■ Work required ■
Copy the stretch from the line containing "of the dark" through the end of the rows, both ends included, word for word. Leave the pictures out of your copy.
::::::
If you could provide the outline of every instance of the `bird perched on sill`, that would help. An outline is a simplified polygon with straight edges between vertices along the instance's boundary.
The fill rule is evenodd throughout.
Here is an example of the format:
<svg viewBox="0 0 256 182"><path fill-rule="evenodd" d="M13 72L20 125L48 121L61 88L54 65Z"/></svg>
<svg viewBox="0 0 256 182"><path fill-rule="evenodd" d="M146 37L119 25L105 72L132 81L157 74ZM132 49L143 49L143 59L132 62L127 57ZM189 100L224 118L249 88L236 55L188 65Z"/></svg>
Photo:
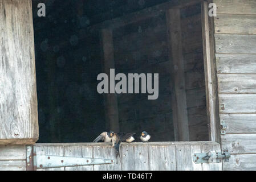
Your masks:
<svg viewBox="0 0 256 182"><path fill-rule="evenodd" d="M132 142L135 139L133 136L134 134L135 134L134 133L129 133L124 132L113 133L113 136L112 136L112 147L115 147L116 148L116 159L117 159L117 156L119 156L119 159L121 160L119 154L120 143L124 141L129 143ZM116 163L117 163L117 160L116 160Z"/></svg>
<svg viewBox="0 0 256 182"><path fill-rule="evenodd" d="M140 139L143 142L148 142L151 136L146 131L143 131L143 133L141 133L141 135L140 135Z"/></svg>
<svg viewBox="0 0 256 182"><path fill-rule="evenodd" d="M113 136L113 134L114 132L111 131L109 132L103 132L92 142L97 142L99 140L102 140L104 142L111 142L111 138Z"/></svg>

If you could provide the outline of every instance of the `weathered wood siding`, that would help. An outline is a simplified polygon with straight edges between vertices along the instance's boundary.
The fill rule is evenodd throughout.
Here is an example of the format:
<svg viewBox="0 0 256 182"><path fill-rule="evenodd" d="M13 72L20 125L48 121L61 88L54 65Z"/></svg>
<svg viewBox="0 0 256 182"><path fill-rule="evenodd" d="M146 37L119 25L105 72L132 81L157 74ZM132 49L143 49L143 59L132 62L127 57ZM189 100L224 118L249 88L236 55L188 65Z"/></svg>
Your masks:
<svg viewBox="0 0 256 182"><path fill-rule="evenodd" d="M0 0L0 144L38 138L31 0Z"/></svg>
<svg viewBox="0 0 256 182"><path fill-rule="evenodd" d="M224 170L256 170L256 1L214 0L220 117L227 126Z"/></svg>
<svg viewBox="0 0 256 182"><path fill-rule="evenodd" d="M36 155L60 155L114 159L115 163L92 166L39 169L52 170L222 170L222 163L195 164L194 152L220 150L220 144L212 142L122 143L121 162L109 143L36 144ZM117 160L117 164L116 164Z"/></svg>
<svg viewBox="0 0 256 182"><path fill-rule="evenodd" d="M0 171L25 171L25 146L0 146Z"/></svg>

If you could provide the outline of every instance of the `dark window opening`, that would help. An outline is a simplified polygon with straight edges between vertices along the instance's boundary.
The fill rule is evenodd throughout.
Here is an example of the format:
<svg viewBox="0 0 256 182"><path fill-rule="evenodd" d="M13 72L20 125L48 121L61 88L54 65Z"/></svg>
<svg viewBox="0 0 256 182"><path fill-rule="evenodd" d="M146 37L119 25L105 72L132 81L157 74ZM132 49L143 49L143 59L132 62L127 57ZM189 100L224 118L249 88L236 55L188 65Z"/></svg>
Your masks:
<svg viewBox="0 0 256 182"><path fill-rule="evenodd" d="M100 34L90 27L168 1L32 1L38 100L38 142L91 142L109 130L104 95ZM37 5L46 16L37 16ZM149 12L149 13L151 13ZM208 140L200 3L180 9L190 140ZM116 94L120 131L151 141L174 141L172 59L165 11L114 28L116 74L159 73L157 100L148 94ZM136 138L136 141L140 141Z"/></svg>

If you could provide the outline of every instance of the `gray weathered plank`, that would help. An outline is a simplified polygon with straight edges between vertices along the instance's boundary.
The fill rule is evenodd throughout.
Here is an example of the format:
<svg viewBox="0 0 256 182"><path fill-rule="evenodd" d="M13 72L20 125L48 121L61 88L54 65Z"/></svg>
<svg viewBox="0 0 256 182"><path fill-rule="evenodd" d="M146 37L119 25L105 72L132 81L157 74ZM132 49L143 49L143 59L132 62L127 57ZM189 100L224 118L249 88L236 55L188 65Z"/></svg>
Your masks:
<svg viewBox="0 0 256 182"><path fill-rule="evenodd" d="M82 156L83 158L93 158L92 145L82 145ZM92 165L84 166L83 167L83 171L92 171L94 169L94 166Z"/></svg>
<svg viewBox="0 0 256 182"><path fill-rule="evenodd" d="M214 58L214 19L208 15L208 3L201 3L202 47L205 80L207 121L210 140L221 142L218 120L217 81ZM216 42L216 41L215 41Z"/></svg>
<svg viewBox="0 0 256 182"><path fill-rule="evenodd" d="M256 35L216 34L216 53L256 53Z"/></svg>
<svg viewBox="0 0 256 182"><path fill-rule="evenodd" d="M223 163L224 171L255 171L256 154L231 155L229 162Z"/></svg>
<svg viewBox="0 0 256 182"><path fill-rule="evenodd" d="M64 156L68 157L83 157L82 146L64 146ZM82 166L74 167L65 167L65 171L82 171Z"/></svg>
<svg viewBox="0 0 256 182"><path fill-rule="evenodd" d="M104 146L94 146L94 158L113 159L113 164L94 165L94 171L119 171L121 169L119 158L116 158L116 150L110 144ZM117 160L117 164L116 161Z"/></svg>
<svg viewBox="0 0 256 182"><path fill-rule="evenodd" d="M256 133L256 114L220 114L227 125L226 133Z"/></svg>
<svg viewBox="0 0 256 182"><path fill-rule="evenodd" d="M175 171L175 145L148 146L151 171Z"/></svg>
<svg viewBox="0 0 256 182"><path fill-rule="evenodd" d="M51 145L36 144L35 151L36 155L64 156L64 146L62 144ZM38 164L40 165L40 164ZM37 171L64 171L64 167L55 167L37 169Z"/></svg>
<svg viewBox="0 0 256 182"><path fill-rule="evenodd" d="M256 74L218 74L220 93L255 93Z"/></svg>
<svg viewBox="0 0 256 182"><path fill-rule="evenodd" d="M26 160L0 160L0 171L26 171Z"/></svg>
<svg viewBox="0 0 256 182"><path fill-rule="evenodd" d="M217 53L216 64L220 73L255 73L255 55Z"/></svg>
<svg viewBox="0 0 256 182"><path fill-rule="evenodd" d="M214 0L218 14L256 14L254 0Z"/></svg>
<svg viewBox="0 0 256 182"><path fill-rule="evenodd" d="M0 146L0 160L25 159L25 146Z"/></svg>
<svg viewBox="0 0 256 182"><path fill-rule="evenodd" d="M256 94L219 94L220 113L256 113Z"/></svg>
<svg viewBox="0 0 256 182"><path fill-rule="evenodd" d="M148 171L148 146L144 145L134 145L134 167L136 171Z"/></svg>
<svg viewBox="0 0 256 182"><path fill-rule="evenodd" d="M239 134L221 135L222 147L231 154L251 154L256 151L256 134Z"/></svg>
<svg viewBox="0 0 256 182"><path fill-rule="evenodd" d="M216 143L212 144L202 144L201 146L202 152L208 152L211 151L221 151L221 145ZM222 171L222 163L202 163L203 171Z"/></svg>
<svg viewBox="0 0 256 182"><path fill-rule="evenodd" d="M133 160L133 146L122 144L121 147L121 160L123 171L135 170Z"/></svg>
<svg viewBox="0 0 256 182"><path fill-rule="evenodd" d="M201 152L201 145L177 145L176 146L176 170L201 171L202 164L193 161L193 154Z"/></svg>
<svg viewBox="0 0 256 182"><path fill-rule="evenodd" d="M217 14L216 34L256 34L256 15Z"/></svg>
<svg viewBox="0 0 256 182"><path fill-rule="evenodd" d="M38 138L31 0L0 1L0 144Z"/></svg>

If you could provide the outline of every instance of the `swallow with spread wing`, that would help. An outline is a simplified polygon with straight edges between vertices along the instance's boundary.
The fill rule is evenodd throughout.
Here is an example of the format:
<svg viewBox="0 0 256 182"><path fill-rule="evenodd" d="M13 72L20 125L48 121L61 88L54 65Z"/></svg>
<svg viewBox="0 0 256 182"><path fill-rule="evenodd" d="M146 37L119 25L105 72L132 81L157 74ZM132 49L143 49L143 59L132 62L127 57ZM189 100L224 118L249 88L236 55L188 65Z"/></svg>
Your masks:
<svg viewBox="0 0 256 182"><path fill-rule="evenodd" d="M119 154L120 144L121 142L126 141L127 142L132 142L134 140L133 135L135 134L134 133L114 133L113 136L112 136L112 147L115 147L116 152L116 163L117 163L117 156L119 156L119 159L121 160L121 158Z"/></svg>
<svg viewBox="0 0 256 182"><path fill-rule="evenodd" d="M141 135L140 135L140 140L143 142L147 142L150 139L150 135L146 131L143 131L141 133Z"/></svg>
<svg viewBox="0 0 256 182"><path fill-rule="evenodd" d="M113 131L103 132L92 142L97 142L99 140L102 140L104 142L111 142L111 138L113 136Z"/></svg>

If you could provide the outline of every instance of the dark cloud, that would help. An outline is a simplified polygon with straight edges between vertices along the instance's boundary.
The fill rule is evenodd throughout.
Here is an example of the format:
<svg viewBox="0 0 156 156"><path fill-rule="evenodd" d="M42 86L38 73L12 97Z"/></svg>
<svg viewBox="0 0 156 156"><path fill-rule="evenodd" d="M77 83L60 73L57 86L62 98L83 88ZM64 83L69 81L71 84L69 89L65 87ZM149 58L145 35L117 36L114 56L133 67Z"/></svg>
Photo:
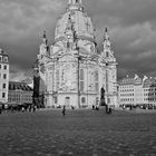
::::::
■ Task answer ■
If you could provide the outline of every instance of the dark cloud, that would help. An outline is a simplified polygon with straight edges between vertices along the instance's boundary.
The fill rule is evenodd throughout.
Here is an example of the format:
<svg viewBox="0 0 156 156"><path fill-rule="evenodd" d="M42 86L38 73L12 97Z"/></svg>
<svg viewBox="0 0 156 156"><path fill-rule="evenodd" d="M77 83L60 73L57 86L62 98L83 88ZM64 83L69 81L71 84L69 89L65 87ZM149 58L145 35L117 36L114 56L133 67Z"/></svg>
Photo:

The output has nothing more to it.